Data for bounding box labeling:
================================
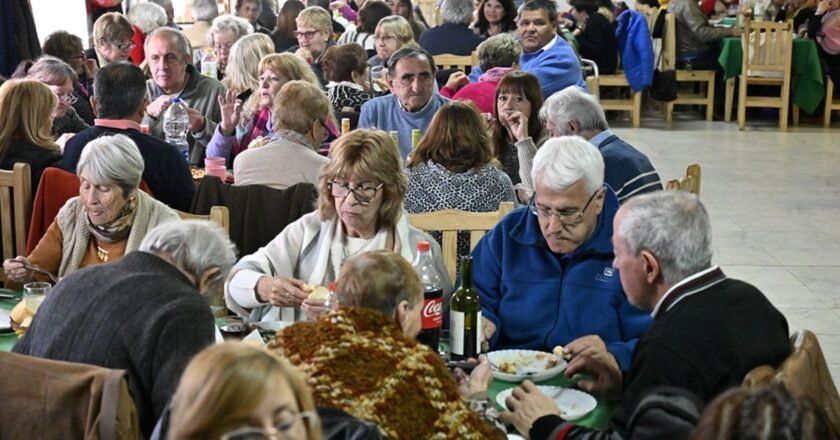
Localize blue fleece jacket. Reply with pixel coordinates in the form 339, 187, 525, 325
615, 9, 653, 92
472, 187, 652, 371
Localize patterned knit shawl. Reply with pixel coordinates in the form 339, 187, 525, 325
269, 308, 504, 439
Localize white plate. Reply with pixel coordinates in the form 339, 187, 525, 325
496, 385, 598, 421
487, 350, 566, 382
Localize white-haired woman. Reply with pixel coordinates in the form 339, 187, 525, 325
3, 135, 178, 283
207, 15, 254, 80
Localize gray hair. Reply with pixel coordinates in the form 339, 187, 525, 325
531, 136, 604, 193
440, 0, 475, 24
128, 2, 168, 35
540, 86, 610, 134
618, 191, 712, 285
76, 134, 144, 197
478, 32, 522, 72
207, 15, 254, 46
143, 27, 192, 63
192, 0, 219, 21
140, 220, 236, 289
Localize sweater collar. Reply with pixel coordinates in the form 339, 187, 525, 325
650, 266, 726, 320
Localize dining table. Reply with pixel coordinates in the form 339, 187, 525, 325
718, 37, 825, 118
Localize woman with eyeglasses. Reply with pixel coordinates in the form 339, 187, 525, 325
166, 342, 321, 440
16, 56, 89, 143
233, 81, 331, 189
225, 129, 451, 321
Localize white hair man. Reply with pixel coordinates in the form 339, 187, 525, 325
504, 191, 790, 440
14, 221, 235, 437
532, 87, 662, 203
143, 27, 225, 165
472, 137, 651, 369
418, 0, 483, 55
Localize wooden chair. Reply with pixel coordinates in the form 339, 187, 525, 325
434, 52, 478, 73
665, 163, 701, 196
0, 163, 32, 281
742, 330, 840, 436
659, 14, 715, 122
175, 206, 230, 237
738, 20, 793, 130
408, 202, 513, 281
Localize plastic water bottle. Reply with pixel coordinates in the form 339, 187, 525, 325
163, 96, 190, 162
201, 47, 219, 79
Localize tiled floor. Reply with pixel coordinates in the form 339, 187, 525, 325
613, 113, 840, 383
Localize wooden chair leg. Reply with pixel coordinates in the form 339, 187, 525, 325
723, 76, 735, 122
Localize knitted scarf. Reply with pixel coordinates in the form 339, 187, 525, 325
268, 308, 504, 440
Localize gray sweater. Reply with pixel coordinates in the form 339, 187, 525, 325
14, 251, 214, 437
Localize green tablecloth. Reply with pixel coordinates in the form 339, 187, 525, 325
0, 289, 23, 351
718, 37, 825, 113
487, 373, 613, 428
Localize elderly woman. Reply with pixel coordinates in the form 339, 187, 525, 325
289, 6, 332, 87
368, 15, 419, 67
338, 0, 391, 58
166, 342, 321, 440
233, 81, 331, 189
417, 0, 484, 55
44, 31, 97, 125
271, 0, 306, 53
473, 0, 516, 38
86, 12, 136, 66
222, 33, 274, 102
0, 79, 62, 192
3, 135, 178, 283
321, 43, 373, 113
405, 101, 516, 255
492, 71, 548, 203
207, 53, 320, 167
225, 129, 451, 321
440, 33, 522, 113
207, 15, 254, 80
21, 56, 89, 139
128, 2, 167, 65
269, 250, 504, 440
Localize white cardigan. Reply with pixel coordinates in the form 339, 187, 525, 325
225, 211, 452, 321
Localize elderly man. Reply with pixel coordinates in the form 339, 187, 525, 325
359, 47, 449, 159
64, 61, 195, 211
472, 137, 651, 369
419, 0, 482, 55
503, 191, 790, 440
143, 28, 225, 165
14, 221, 235, 437
540, 87, 662, 203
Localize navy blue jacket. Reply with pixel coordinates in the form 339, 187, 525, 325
472, 188, 652, 371
64, 126, 195, 212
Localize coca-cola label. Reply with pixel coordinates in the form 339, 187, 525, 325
420, 296, 443, 330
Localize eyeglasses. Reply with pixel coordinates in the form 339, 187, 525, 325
327, 180, 385, 205
221, 411, 315, 440
528, 188, 601, 226
295, 31, 321, 40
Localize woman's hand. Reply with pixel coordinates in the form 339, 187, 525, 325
257, 276, 309, 307
3, 255, 32, 283
217, 90, 242, 136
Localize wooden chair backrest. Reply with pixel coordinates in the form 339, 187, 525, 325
175, 206, 230, 237
665, 163, 701, 196
0, 163, 32, 268
408, 202, 513, 280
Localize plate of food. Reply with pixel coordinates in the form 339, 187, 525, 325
487, 350, 566, 382
496, 385, 598, 421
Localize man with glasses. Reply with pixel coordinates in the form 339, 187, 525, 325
472, 137, 651, 370
359, 47, 449, 160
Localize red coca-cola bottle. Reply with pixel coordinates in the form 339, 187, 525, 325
411, 241, 443, 353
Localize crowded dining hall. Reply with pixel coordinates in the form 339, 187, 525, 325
0, 0, 840, 440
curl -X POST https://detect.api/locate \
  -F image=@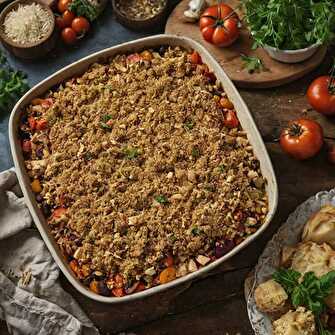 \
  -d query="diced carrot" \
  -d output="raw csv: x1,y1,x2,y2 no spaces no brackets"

42,98,53,108
31,179,42,193
31,98,43,106
52,207,66,219
112,288,125,297
90,280,99,294
220,98,234,109
22,140,31,153
135,282,145,292
35,119,48,130
140,50,153,62
159,267,176,284
164,255,174,268
127,53,142,63
28,116,36,130
114,273,124,288
69,259,79,275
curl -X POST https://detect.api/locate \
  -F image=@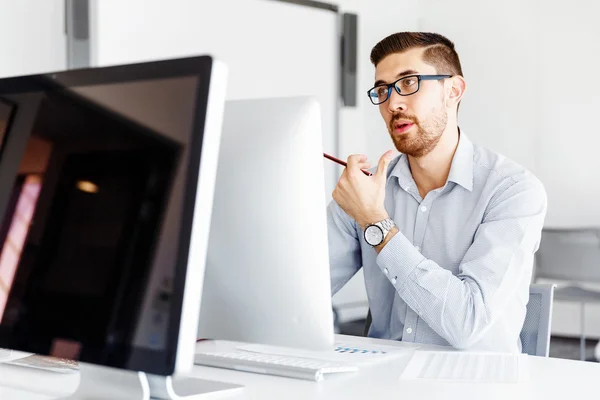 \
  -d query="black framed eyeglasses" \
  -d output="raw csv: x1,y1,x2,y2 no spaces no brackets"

367,75,452,106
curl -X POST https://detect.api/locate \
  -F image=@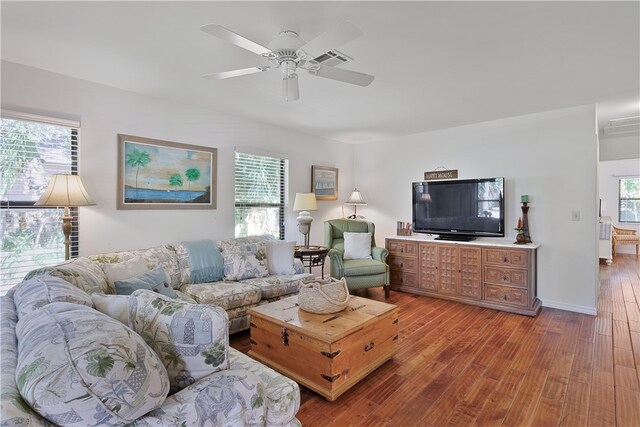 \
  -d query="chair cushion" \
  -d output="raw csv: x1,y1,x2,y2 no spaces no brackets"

180,282,261,310
13,274,93,317
102,257,150,291
16,302,169,426
89,245,180,293
129,289,229,393
343,232,371,259
24,257,110,295
222,242,269,281
114,267,176,298
343,259,387,277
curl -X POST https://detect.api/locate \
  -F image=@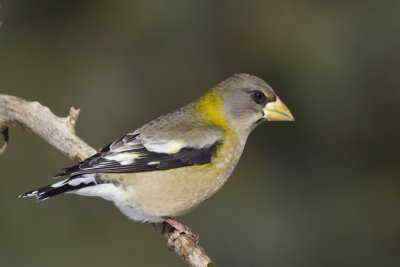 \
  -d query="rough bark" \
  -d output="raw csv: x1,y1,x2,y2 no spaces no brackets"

0,94,214,267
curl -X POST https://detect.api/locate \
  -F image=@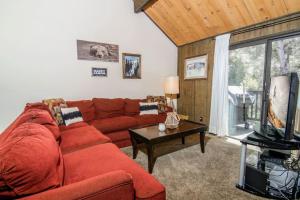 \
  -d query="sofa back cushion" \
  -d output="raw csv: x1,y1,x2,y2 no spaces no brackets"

124,99,142,116
0,123,63,199
24,102,55,120
43,98,67,125
93,98,125,119
0,108,60,142
17,109,61,141
67,100,95,122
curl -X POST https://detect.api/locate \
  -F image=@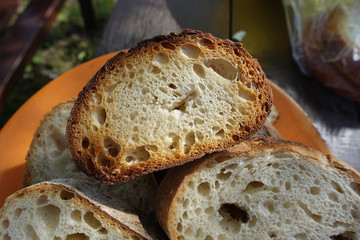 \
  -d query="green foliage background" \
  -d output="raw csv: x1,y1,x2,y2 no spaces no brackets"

0,0,116,127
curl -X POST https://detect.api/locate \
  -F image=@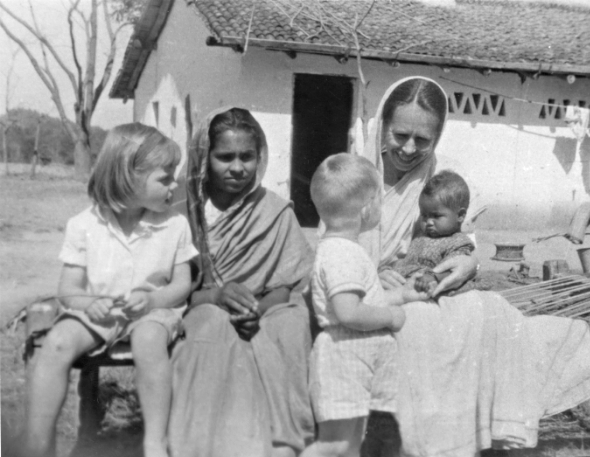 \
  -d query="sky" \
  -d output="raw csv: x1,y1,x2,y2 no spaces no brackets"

0,0,133,129
0,0,590,129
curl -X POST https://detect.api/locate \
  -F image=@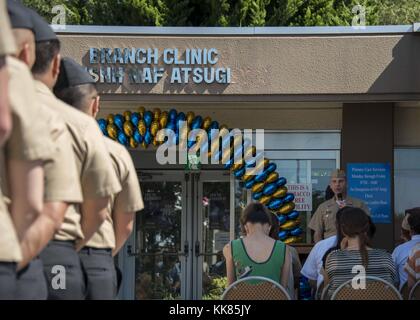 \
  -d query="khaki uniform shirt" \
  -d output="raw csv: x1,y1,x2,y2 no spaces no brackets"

0,0,16,57
0,148,22,262
86,138,144,249
35,81,121,241
6,57,57,161
308,197,370,239
0,57,56,262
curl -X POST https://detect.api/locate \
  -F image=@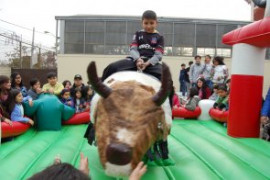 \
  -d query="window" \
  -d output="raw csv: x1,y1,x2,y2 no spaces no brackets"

217,48,231,57
173,47,193,56
197,48,215,56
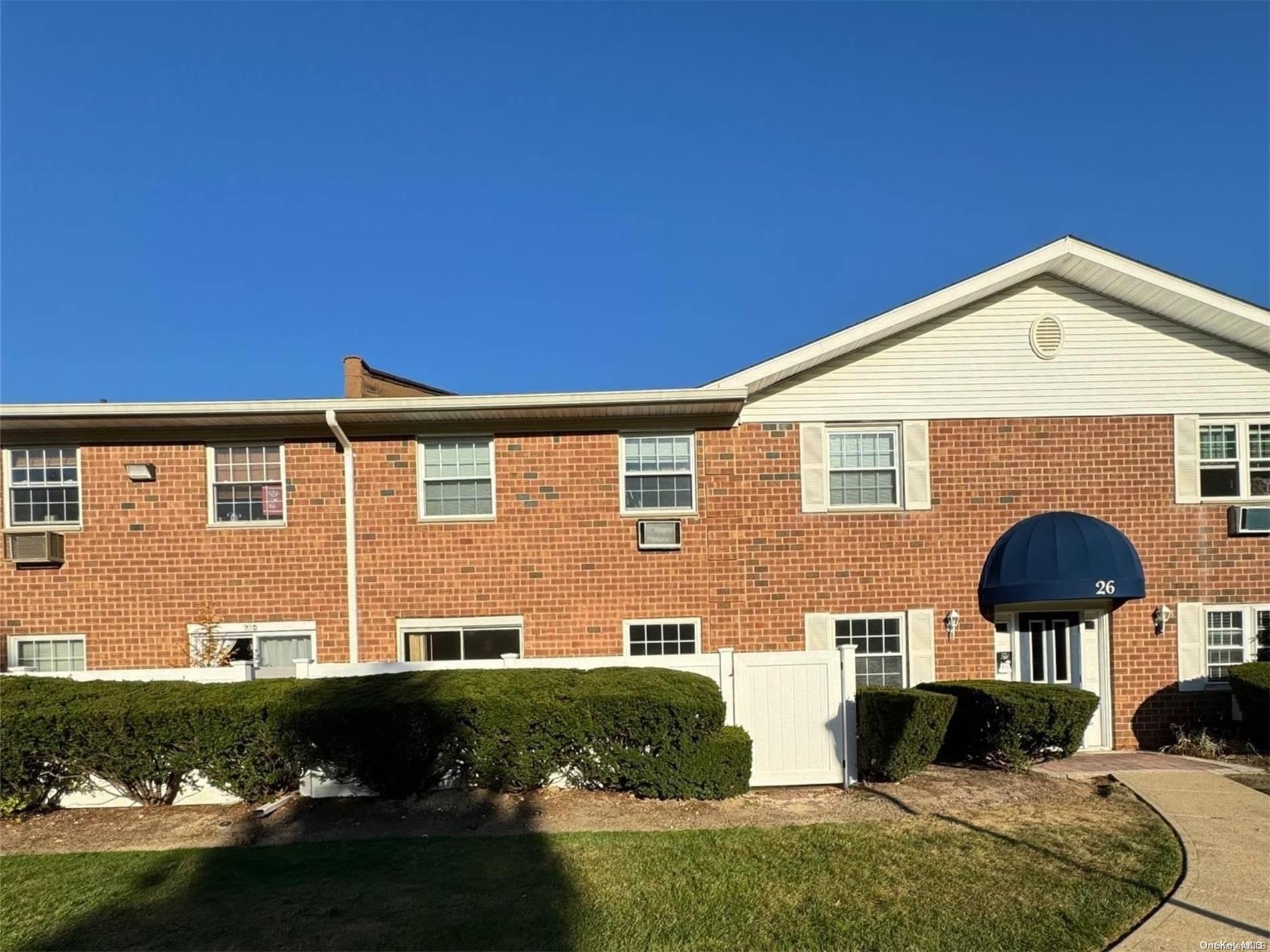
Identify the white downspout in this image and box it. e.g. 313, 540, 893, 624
326, 410, 357, 664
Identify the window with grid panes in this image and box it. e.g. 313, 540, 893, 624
833, 616, 904, 688
7, 447, 80, 528
211, 443, 286, 523
830, 429, 899, 508
622, 433, 696, 512
1206, 608, 1245, 681
626, 622, 697, 657
419, 437, 494, 519
11, 637, 84, 671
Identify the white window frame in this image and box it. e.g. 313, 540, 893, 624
1195, 416, 1270, 502
396, 615, 525, 665
824, 423, 904, 513
7, 635, 88, 675
622, 618, 701, 657
4, 443, 84, 532
414, 433, 498, 522
1200, 602, 1270, 691
830, 612, 909, 688
617, 430, 697, 519
185, 622, 318, 669
206, 439, 289, 529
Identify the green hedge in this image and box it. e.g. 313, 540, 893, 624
856, 687, 958, 781
1231, 661, 1270, 750
0, 667, 749, 808
920, 680, 1099, 768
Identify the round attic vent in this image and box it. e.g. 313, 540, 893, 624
1030, 313, 1063, 361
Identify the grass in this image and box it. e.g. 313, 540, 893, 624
0, 814, 1181, 951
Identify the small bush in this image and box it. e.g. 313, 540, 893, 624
1231, 661, 1270, 750
0, 678, 84, 816
0, 667, 751, 810
920, 680, 1099, 769
856, 688, 958, 781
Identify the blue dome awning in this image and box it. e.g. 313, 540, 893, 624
979, 513, 1147, 621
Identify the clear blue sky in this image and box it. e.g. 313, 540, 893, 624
0, 3, 1270, 402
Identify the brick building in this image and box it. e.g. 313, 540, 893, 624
0, 239, 1270, 748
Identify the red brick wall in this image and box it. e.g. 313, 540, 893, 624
0, 416, 1270, 746
0, 442, 348, 667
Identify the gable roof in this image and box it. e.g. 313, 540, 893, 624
703, 235, 1270, 395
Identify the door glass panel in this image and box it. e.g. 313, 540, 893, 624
1054, 619, 1072, 681
1030, 622, 1045, 681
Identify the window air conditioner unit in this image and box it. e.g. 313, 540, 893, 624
1226, 505, 1270, 536
638, 519, 680, 552
4, 532, 66, 565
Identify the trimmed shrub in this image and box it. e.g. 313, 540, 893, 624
918, 680, 1099, 769
0, 667, 751, 808
0, 678, 84, 816
856, 688, 958, 781
1231, 661, 1270, 750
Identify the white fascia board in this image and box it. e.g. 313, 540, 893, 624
0, 387, 745, 419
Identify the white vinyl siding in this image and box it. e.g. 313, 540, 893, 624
418, 437, 494, 520
741, 275, 1270, 423
618, 433, 697, 515
9, 635, 84, 671
4, 447, 83, 529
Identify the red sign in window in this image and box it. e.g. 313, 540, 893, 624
261, 486, 282, 515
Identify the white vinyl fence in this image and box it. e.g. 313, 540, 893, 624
10, 646, 856, 806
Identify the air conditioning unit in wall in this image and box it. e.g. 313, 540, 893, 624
1226, 505, 1270, 536
636, 519, 680, 552
4, 532, 66, 565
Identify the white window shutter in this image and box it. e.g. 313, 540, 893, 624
797, 423, 828, 513
907, 608, 934, 688
904, 420, 931, 509
1177, 602, 1208, 691
1174, 416, 1199, 502
803, 612, 833, 651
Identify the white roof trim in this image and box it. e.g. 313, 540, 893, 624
703, 236, 1270, 395
0, 387, 745, 419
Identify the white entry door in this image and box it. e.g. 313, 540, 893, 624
1019, 612, 1108, 749
733, 651, 854, 787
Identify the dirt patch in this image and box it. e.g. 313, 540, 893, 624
0, 767, 1153, 853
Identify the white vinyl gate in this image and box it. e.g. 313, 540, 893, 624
296, 646, 856, 787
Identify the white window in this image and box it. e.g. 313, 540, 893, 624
1199, 419, 1270, 500
620, 433, 697, 514
1204, 605, 1270, 684
832, 613, 907, 688
830, 426, 900, 509
185, 622, 318, 678
207, 443, 287, 526
5, 447, 80, 529
418, 437, 494, 519
9, 635, 84, 671
398, 616, 525, 661
622, 618, 701, 657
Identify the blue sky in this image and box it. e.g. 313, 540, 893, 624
0, 3, 1270, 402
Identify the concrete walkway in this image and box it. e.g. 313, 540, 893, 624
================================
__TASK DIRECTIONS__:
Copy out the data above word for word, from the line with "Localize knitted scarf." up to and including the line with "64, 126, 195, 212".

__TASK OUTPUT__:
Localize knitted scarf. Reply with pixel coordinates in the form 339, 187, 525, 325
268, 308, 504, 440
Localize gray sweater. Reply with pixel coordinates in the form 339, 187, 525, 325
14, 251, 214, 437
Localize green tablecloth. Reply with pixel coordinates in the form 339, 187, 525, 325
0, 289, 23, 351
718, 37, 825, 113
487, 373, 613, 428
Localize elderly woman. Reply with pixel coordinates in the form 339, 187, 525, 325
289, 6, 332, 87
368, 15, 419, 67
338, 0, 391, 58
166, 342, 321, 440
233, 81, 331, 189
417, 0, 484, 55
44, 31, 97, 125
271, 0, 306, 53
473, 0, 516, 38
86, 12, 136, 66
222, 33, 274, 102
0, 79, 62, 192
3, 135, 178, 283
321, 43, 373, 113
405, 101, 516, 255
492, 71, 548, 203
207, 53, 320, 167
225, 129, 451, 321
440, 33, 522, 113
207, 15, 254, 80
21, 56, 89, 139
128, 2, 167, 65
269, 250, 504, 440
Localize white cardigan. Reply with pixel coordinates in the form 339, 187, 525, 325
225, 211, 452, 321
Localize elderly man. Reply with pixel coordinates in the form 339, 187, 525, 325
359, 47, 449, 159
64, 61, 195, 211
472, 137, 651, 369
419, 0, 482, 55
503, 191, 790, 440
143, 28, 225, 165
14, 221, 235, 437
540, 87, 662, 203
Localize navy blue jacket. Reply with pixel coordinates in the form 339, 187, 525, 325
472, 188, 652, 371
64, 126, 195, 212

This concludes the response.